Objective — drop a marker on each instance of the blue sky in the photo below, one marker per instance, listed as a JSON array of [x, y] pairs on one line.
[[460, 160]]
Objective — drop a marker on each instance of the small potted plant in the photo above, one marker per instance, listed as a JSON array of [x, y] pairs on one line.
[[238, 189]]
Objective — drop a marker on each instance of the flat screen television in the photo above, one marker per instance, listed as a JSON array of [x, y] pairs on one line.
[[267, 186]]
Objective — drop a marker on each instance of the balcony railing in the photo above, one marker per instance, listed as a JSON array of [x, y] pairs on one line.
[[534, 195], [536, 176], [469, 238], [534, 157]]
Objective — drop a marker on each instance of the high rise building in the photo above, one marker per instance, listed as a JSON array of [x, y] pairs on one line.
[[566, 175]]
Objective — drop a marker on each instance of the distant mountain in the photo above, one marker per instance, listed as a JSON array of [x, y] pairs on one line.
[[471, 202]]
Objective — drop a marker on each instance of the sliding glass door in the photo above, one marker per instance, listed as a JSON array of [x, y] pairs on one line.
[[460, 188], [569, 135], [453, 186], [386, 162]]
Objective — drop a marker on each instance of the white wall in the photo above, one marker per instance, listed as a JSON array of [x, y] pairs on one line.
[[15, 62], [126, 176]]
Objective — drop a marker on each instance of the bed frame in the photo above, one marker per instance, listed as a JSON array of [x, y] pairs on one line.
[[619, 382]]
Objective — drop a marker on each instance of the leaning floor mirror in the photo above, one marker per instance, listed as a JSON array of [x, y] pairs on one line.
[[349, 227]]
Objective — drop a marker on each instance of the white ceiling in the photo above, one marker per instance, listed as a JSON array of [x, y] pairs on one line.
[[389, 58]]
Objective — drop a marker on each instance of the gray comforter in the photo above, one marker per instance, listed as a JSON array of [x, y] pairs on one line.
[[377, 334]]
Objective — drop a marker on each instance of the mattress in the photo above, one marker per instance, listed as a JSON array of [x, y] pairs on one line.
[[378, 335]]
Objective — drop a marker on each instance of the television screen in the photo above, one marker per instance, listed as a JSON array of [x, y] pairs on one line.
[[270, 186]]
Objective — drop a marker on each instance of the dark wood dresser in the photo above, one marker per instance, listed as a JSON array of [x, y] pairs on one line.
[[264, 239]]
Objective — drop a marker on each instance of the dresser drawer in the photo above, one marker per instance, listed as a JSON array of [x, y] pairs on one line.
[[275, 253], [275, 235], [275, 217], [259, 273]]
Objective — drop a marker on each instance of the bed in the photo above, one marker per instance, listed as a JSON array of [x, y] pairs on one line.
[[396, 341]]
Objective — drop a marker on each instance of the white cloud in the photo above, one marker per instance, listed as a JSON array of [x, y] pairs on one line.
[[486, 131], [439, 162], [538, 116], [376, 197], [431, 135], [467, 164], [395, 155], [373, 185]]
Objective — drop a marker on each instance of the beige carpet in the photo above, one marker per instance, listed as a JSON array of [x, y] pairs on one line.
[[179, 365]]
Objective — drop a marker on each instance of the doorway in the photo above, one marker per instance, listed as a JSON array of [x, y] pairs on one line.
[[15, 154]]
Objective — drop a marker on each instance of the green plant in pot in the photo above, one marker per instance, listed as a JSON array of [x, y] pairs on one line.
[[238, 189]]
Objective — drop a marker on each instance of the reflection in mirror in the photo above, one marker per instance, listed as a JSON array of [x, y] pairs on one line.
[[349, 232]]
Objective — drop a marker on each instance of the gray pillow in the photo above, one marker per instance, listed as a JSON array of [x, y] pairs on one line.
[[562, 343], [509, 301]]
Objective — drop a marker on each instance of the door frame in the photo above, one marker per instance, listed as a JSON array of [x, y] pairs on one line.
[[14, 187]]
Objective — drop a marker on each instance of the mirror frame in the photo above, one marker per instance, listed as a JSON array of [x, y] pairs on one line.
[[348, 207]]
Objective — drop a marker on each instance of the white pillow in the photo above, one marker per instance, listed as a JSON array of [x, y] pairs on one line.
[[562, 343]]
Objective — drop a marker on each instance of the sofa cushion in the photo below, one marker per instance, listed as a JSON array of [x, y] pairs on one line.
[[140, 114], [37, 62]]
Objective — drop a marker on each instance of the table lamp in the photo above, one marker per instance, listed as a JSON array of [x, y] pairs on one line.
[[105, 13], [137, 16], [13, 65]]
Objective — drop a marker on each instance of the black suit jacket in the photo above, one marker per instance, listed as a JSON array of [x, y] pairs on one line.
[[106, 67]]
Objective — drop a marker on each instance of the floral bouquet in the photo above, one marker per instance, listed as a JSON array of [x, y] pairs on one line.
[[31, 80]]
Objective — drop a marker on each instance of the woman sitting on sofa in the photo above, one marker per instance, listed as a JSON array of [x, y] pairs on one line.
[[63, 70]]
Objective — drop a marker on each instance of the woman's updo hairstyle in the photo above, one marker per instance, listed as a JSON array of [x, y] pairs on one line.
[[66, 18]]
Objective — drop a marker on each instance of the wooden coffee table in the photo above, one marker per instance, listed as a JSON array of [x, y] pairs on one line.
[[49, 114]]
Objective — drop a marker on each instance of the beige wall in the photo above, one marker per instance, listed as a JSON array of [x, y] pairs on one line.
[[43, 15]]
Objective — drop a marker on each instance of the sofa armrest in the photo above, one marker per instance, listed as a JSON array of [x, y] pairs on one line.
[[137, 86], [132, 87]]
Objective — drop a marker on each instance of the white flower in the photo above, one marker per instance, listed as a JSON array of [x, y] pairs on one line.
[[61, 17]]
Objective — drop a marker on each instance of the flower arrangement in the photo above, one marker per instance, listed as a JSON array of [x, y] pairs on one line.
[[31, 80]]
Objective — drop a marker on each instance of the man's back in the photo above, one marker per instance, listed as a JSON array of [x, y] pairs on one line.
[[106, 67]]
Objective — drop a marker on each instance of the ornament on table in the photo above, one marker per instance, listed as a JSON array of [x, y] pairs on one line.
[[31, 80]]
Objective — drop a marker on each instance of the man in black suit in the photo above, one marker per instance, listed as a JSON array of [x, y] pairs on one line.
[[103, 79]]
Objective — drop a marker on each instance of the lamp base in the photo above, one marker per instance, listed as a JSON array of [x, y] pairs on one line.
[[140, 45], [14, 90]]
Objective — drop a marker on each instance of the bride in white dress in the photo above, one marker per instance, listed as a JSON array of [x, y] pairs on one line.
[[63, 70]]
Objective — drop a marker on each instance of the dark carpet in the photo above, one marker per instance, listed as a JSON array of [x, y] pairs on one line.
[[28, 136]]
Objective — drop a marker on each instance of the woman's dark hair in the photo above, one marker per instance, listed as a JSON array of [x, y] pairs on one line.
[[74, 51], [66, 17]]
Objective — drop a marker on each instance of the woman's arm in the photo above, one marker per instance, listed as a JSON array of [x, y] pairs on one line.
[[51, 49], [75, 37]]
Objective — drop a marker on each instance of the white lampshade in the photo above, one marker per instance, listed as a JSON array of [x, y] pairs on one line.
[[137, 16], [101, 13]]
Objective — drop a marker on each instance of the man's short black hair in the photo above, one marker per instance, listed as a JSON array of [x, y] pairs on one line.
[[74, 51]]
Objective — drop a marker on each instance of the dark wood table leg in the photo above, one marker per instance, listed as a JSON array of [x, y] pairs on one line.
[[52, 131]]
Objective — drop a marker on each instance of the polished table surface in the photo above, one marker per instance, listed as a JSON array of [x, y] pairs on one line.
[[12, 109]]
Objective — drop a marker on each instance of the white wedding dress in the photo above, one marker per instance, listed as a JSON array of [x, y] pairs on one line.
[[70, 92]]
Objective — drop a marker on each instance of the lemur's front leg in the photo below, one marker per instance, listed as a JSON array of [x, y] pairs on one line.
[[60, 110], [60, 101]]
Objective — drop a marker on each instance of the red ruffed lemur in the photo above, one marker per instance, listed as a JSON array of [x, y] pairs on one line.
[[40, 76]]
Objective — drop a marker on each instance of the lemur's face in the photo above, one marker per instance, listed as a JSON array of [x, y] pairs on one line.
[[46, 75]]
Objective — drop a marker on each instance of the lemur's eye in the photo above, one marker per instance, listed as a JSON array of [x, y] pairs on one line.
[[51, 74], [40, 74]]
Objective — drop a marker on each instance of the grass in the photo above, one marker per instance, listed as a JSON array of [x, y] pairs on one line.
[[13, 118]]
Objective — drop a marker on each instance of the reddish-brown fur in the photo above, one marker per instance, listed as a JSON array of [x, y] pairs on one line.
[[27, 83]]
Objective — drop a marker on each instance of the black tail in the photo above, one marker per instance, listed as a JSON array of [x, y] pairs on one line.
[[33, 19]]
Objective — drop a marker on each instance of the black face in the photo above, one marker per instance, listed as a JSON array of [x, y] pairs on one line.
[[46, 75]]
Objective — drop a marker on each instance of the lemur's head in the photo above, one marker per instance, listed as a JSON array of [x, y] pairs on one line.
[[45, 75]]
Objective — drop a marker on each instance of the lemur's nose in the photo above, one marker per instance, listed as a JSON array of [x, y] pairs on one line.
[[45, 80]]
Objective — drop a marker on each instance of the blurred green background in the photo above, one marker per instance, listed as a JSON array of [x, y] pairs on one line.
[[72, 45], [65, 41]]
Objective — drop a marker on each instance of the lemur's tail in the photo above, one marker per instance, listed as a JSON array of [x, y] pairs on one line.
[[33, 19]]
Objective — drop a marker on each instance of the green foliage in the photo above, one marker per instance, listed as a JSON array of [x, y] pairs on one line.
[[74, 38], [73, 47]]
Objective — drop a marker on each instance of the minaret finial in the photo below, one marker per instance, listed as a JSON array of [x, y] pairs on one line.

□ □ □ □ □ □ □

#### To do:
Your answer should hold exactly the lines from the one containing "Objective — drop a marker on each instance of the grass" to the last line of the data, both included, and no others.

#### Task solution:
Objective — drop a marker on each instance of the grass in the photo above, one marker per instance, listed as a JSON array of [x, y] pairs on one line.
[[13, 118]]
Objective — drop a marker on each instance of the reddish-brown fur in the photo above, one marker per instance, listed as a JSON array of [x, y] pairs on one line.
[[27, 83]]
Objective — drop a marker on each instance of the black tail in the photo above, one marker per instance, listed as a JSON array of [x, y] pairs on one line.
[[33, 19]]
Objective — drop a marker on each instance of the black face in the photo above, one marker per instance, listed as a JSON array of [x, y] pairs on one line.
[[46, 75]]
Objective — drop a marker on each instance of the lemur's head in the photo above, one marker per instance, listed as a JSON array of [x, y] pairs on one line.
[[45, 75]]
Objective — drop a marker on each instance of the lemur's nose in the photo above, one marker per instance, listed as a JSON array of [x, y] pairs on one line.
[[45, 80]]
Objective — drop a marker on each instance of the blurred green background in the photo above, one marker per instance, listed as a JSON array of [x, y] pairs on one line.
[[72, 45], [65, 41]]
Objective — drop a marker on each instance of the lemur's tail in the photo above, one marker per instance, listed as a JSON array of [x, y] pairs on one line.
[[33, 19]]
Objective — drop a marker on each instance of the green foliage in the photo above, one marker per instance, listed as a JSON array of [x, y] pairs on one line.
[[74, 38], [73, 47]]
Objective — drop a marker on each instance of the minaret finial in the photo below, one marker per instance, listed as a JSON array of [x, y] pairs on one line.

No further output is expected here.